> _WHAT YOU WILL DO_:
The records are given next. Repeat each one exactly.

Records from a dataset:
────

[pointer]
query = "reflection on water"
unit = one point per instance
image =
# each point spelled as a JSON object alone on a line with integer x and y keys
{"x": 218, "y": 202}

────

> _RESPONSE AREA_:
[pointer]
query = "reflection on water"
unit = one point per instance
image =
# each point spelled as a JSON object alone on a line with integer x and y keys
{"x": 218, "y": 202}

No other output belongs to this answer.